WHAT YOU ARE ASKED TO DO:
Can you reproduce every line in full, from the line containing "Pick out the doorway" through the end of the listing, adding 39 to each number in the point coordinates?

EXTRACTED RECORDS:
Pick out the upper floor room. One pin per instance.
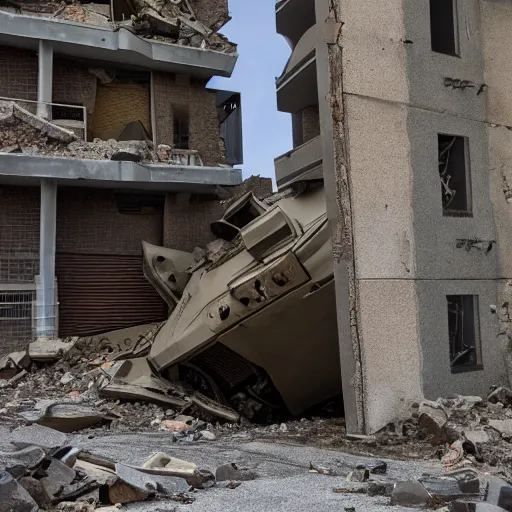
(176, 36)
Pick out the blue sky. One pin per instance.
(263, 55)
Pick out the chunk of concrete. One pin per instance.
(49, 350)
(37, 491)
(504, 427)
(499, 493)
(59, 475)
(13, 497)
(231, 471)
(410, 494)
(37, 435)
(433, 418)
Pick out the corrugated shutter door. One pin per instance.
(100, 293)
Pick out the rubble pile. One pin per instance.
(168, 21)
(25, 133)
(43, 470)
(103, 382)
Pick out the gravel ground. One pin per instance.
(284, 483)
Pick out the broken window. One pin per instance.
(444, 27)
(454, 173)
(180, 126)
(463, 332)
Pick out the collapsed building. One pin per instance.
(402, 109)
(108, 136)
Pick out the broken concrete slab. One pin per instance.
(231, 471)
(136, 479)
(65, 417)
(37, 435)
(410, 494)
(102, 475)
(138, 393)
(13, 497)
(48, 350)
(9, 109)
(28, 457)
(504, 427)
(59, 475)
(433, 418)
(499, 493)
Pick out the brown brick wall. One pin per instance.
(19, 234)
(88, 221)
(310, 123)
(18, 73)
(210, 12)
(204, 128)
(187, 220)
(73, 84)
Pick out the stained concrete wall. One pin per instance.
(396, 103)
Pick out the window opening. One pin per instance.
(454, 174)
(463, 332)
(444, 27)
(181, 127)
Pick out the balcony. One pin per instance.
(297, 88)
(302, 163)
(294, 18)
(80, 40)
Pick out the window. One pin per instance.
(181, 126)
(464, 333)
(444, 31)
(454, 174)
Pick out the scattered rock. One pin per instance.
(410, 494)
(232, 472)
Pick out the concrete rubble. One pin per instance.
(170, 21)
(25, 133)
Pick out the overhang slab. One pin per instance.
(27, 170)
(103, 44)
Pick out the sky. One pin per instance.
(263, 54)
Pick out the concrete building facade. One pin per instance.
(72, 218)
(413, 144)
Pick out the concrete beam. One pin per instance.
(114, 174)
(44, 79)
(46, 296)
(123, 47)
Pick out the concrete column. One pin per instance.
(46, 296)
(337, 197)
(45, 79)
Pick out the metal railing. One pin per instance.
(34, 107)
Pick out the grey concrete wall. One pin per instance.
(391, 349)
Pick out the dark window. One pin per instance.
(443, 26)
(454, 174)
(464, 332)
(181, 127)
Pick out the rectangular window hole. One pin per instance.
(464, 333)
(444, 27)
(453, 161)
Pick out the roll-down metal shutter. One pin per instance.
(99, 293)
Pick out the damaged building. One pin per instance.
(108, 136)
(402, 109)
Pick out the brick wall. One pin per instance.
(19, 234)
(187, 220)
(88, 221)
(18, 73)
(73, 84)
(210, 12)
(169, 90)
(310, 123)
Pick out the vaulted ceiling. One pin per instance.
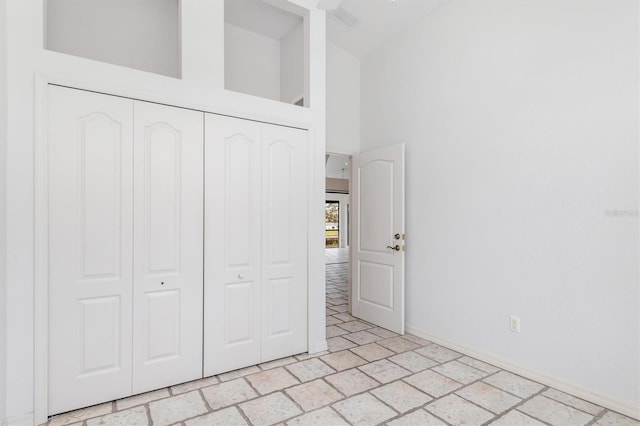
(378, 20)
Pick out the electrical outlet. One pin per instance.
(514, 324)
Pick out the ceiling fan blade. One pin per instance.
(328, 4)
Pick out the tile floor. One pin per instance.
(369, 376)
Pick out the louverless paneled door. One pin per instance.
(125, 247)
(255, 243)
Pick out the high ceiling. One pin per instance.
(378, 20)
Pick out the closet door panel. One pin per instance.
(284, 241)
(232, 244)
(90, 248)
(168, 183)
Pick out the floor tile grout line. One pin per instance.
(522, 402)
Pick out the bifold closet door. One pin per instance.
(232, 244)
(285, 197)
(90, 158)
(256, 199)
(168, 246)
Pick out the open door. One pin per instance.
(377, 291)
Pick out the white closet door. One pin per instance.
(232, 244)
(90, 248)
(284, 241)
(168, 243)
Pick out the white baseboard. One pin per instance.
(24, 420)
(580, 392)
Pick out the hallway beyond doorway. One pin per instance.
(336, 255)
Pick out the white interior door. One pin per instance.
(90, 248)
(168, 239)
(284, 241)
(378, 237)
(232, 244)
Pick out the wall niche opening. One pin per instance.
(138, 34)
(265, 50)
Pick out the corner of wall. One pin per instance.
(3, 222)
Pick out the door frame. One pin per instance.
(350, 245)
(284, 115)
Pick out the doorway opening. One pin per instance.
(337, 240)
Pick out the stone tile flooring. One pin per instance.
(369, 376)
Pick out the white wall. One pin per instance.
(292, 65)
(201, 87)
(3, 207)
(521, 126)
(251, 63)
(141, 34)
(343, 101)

CORRECT RESULT:
Pick out the doorway opening. One pin per instance.
(376, 279)
Pick out the stone tile flooring. One pin per instance.
(408, 415)
Pick out the white wall. One pin per instance.
(331, 104)
(240, 126)
(42, 246)
(560, 165)
(290, 102)
(180, 73)
(382, 140)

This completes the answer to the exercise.